-- EXTRACT follows --
Naan Bread Salad
[1] Panzanella fusion: A Tuscan concept made with Indian flatbread and seasonings (photo and recipe below courtesy Hannah Kaminsky | Bittersweet Blog).

Stonefire Naan
[2] Stonefire makes delicious naan in a variety of flavors (photo courtesy Stonefire).

Peach Panzanella
[3] A summer panzanella with peaches, tomatoes and prosciutto. Here’s the recipe from Good Eggs.


Don’t let the summer pass you by without enjoying a bread salad packed with fresh-from-the-vine tomatoes and other summer bounty.

Most people add these “salad ingredients” to a green salad, but we suggest a different type of salad: panzanella (pon-zon-ELLA), a Tuscan bread salad.

Panzanella isn’t as popular in the U.S. as it should be, and we don’t understand why. It’s easy to make and a great use for day-old or two-day-old bread.

Restaurants, take note: You should have plenty of yesterday’s bread, along with customers eager for some panzanella.

The bread doesn’t have to be stale. You can lightly toast fresh bread, which is what is done in the recipe below.

Panzanella has long been an easy way to make a meal from whatever is in the kitchen or garden. A peasant food, it has crossed over as a treat for foodies. Here’s the history of panzanella.

Panzanella can be a first course or a main, vegetarian or topped with proteins. Here are some of the recipes we’ve enjoyed in prior seasons:

  • Autumn Panzanella Salad With Squash & Lentils
  • Grilled Chicken Panzanella
  • Mix & Match Panzanella Ingredients
  • Summer Panzanella With Heirloom Tomatoes
  • Summer Panzanella With Peaches & Prosciutto (photo #3)
  • Winter Panzanella With Citrus & Cheese

    Our colleague Hannah Kaminsky has given panzanella the Indian-Middle Eastern fusion treatment, incorporating garlic-flavored naan (available in many supermarkets) and curry powder from India, and chickpeas and tahini from the Middle East (photo #1).

    “Salads aren’t just leafy greens and mix-ins like carrots and celery, most commonly associated with the word.

    “Once you peel back that initial concept, ‘salad’ is a stunningly diverse universe of culinary possibilities.

    “Salads are most frequently thought of as chilled or room-temperature dishes, but they can also be served warm [check out this Caesar salad with grilled romaine; here’s how to char vegetables].

    It was only a matter of time before I used one of my favorite breads, garlic naan (photo #2), into a flavorful bread salad that I shoveled into my mouth by the forkful.
-- EXTRACT concluded --
-- INPUT DATA follows --
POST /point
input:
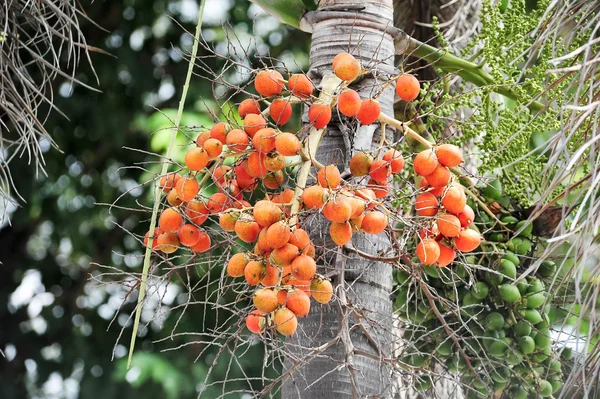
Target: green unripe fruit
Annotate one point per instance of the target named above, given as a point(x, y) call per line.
point(509, 293)
point(532, 316)
point(493, 190)
point(547, 269)
point(534, 301)
point(494, 321)
point(544, 389)
point(527, 345)
point(508, 268)
point(480, 290)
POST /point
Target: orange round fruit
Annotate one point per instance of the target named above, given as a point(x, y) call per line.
point(369, 111)
point(467, 240)
point(426, 204)
point(287, 144)
point(448, 225)
point(236, 265)
point(285, 321)
point(349, 103)
point(300, 85)
point(304, 267)
point(374, 222)
point(268, 83)
point(319, 115)
point(425, 162)
point(170, 220)
point(449, 155)
point(298, 302)
point(167, 242)
point(428, 251)
point(281, 111)
point(407, 87)
point(248, 106)
point(321, 290)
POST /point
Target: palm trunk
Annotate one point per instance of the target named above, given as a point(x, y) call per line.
point(355, 330)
-- INPUT DATA concluded --
REQUIRED WORK
From the panzanella article, reproduce the passage starting with "The bread doesn’t" and going on through "history of panzanella.".

EXERCISE RESPONSE
The bread doesn’t have to be stale. You can lightly toast fresh bread, which is what is done in the recipe below.

Panzanella has long been an easy way to make a meal from whatever is in the kitchen or garden. A peasant food, it has crossed over as a treat for foodies. Here’s the history of panzanella.